WORK ORDER: Search the data for the string "whiskers" and extract every line where it appears.
----- RECORDS -----
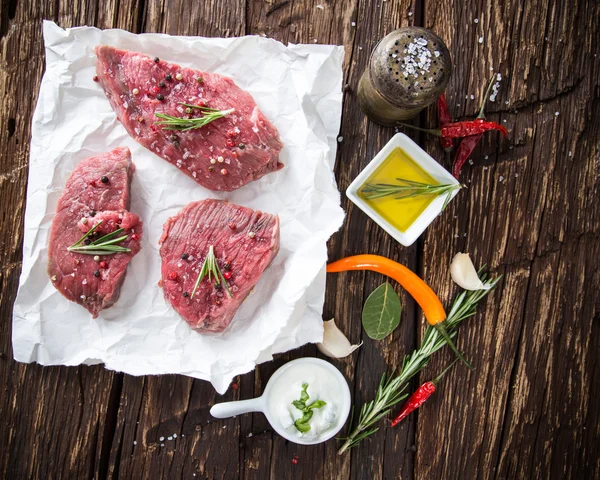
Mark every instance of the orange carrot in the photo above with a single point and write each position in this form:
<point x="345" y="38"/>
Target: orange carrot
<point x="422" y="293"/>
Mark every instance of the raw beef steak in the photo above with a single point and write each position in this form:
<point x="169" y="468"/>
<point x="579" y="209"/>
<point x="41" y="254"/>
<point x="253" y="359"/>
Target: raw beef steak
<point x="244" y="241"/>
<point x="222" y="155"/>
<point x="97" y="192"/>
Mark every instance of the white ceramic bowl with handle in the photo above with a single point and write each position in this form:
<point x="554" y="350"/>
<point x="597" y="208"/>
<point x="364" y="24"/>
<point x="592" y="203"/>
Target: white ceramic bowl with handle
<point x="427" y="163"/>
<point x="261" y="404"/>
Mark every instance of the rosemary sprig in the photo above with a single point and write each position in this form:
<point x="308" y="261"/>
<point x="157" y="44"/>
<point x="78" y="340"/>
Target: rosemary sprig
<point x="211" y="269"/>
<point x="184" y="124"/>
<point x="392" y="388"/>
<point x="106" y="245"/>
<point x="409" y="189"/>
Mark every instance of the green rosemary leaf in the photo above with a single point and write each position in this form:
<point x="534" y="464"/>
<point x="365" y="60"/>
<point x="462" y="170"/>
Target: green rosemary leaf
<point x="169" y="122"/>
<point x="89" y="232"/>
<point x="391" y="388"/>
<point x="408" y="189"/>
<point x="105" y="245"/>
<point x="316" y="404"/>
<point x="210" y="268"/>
-----
----- RECORDS -----
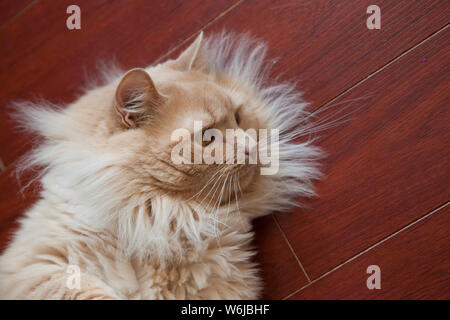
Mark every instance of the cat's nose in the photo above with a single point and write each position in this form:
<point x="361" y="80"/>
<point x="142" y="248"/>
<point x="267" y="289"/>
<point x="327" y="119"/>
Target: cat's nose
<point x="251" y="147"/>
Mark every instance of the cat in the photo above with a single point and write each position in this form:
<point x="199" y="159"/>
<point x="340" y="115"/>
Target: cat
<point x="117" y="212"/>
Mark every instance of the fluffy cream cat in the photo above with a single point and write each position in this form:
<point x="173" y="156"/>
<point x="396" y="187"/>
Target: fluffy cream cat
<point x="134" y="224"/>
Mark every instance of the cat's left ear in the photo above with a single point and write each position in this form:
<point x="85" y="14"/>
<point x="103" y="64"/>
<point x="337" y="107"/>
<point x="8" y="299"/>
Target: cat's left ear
-----
----- RECORDS -----
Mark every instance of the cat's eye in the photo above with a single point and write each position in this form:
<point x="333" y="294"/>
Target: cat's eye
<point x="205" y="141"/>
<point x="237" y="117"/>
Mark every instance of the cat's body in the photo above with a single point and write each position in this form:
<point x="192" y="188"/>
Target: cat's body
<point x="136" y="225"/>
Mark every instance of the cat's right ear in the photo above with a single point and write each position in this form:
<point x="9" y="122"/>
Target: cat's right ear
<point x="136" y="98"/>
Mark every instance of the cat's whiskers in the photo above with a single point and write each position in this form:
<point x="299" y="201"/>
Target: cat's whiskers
-----
SOLUTION TO THIS PROBLEM:
Mark every instance of the cat's whiskers in the photo above with a single point and write each position in this form:
Target: cat's whiskers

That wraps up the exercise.